§ Text passage:
========

A perfect match: locating plain text in HTML pages
SciLite is a Europe PMC tool that allows biological terms or relations, such as diseases, chemicals or protein interactions, to be highlighted for readers on abstracts and full text articles. These terms are identified as annotations by text mining algorithms, developed by a variety of text mining groups.
The main challenge for the SciLite tool is locating plain text annotations in HTML pages. The challenges derive from the nature of HTML pages. Below is a list of the major challenges we faced and the solutions adopted to mitigate them.
The pages contain HTML tags, obviously. For example, visit this article, and click on the “Gene Function” checkbox, on the right-hand side of the page, to see the sentence highlighted.
Figure 1: Annotation containing HTML tags
The problem is caused by the
<sub>tag that surrounds the character “v” inside the word “Nav1.7”. Thus if you search for an exact match of the plain sentence in the HTML page, it will not be found. Our solution was to search for a regular expression built to include an optional HTML tag between any two characters of the annotation text. The disadvantage of this approach is that this type of search is much more computationally demanding than an exact match search. Therefore, we decided to adopt this regular expression search only for sentence-based annotations, where the chance of having HTML tags is much higher than for named-entity annotations (usually composed of only one or two words).
HTML encodes special characters. An example is the character “>”. It is encoded as
>inside an HTML page. For example, visit this article, and click on the “Gene Disease Open Targets” checkbox.
Figure 2: Annotation containing HTML-encoded characters
The text of the annotation contains the character “>”. Our solution was to encode the annotation text as it would appear in an HTML page (replacing > with
>), and then perform an exact match search.
Lack of correspondence between the text of the annotation and text inside the HTML. For example, visit this article, and click on the “Gene Function” checkbox.
Figure 3: Annotation containing Greek characters
The original annotation text is “Our results revealed a direct interaction between PRL-3 and integrin beta1 and characterized Y783 of integrin beta1 as a bona fide substrate of PRL-3, which is negatively regulated by integrin alpha1.” The problem is that the Greek letters alpha and beta are represented in two different ways in the page and in the annotation text. A solution to this problem is applying a fuzzy match approach that is discussed later.
Special characters are not properly encoded inside the annotation text. For example, visit this article, click on the “Organism” checkbox, and focus on the annotation “white campion”.
Figure 4: Annotation containing not properly encoded characters
Every annotation comes with prefix and suffix text that help to locate it in the article page. The suffix of this annotation is “is subject to preâdispersal” with the character
ânot properly encoded. In this case as well, our solution was to apply our fuzzy match approach.

========

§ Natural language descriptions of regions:
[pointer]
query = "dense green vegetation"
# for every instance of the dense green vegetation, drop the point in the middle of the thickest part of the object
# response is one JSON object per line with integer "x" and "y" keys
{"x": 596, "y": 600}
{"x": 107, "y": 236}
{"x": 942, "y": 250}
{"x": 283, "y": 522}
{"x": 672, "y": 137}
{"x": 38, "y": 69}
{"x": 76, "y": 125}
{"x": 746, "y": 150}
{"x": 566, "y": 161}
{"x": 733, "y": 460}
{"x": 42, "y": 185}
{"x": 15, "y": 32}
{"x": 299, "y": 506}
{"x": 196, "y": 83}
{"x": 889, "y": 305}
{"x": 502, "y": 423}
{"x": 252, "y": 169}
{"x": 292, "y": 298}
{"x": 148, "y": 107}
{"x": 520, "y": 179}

========

§ Prompt: Decide whether each statement agrees with the SciLite text, answering yes or no and quoting the words that decide it: (a) The regular expression search is applied to every kind of annotation. (b) The terms are identified as annotations by text mining algorithms. (c) Each annotation comes with prefix and suffix text. The records play no part in this exercise.

§ Output of the task:
(a) No: "we decided to adopt this regular expression search only for sentence-based annotations"
(b) Yes: "These terms are identified as annotations by text mining algorithms"
(c) Yes: "Every annotation comes with prefix and suffix text that help to locate it in the article page."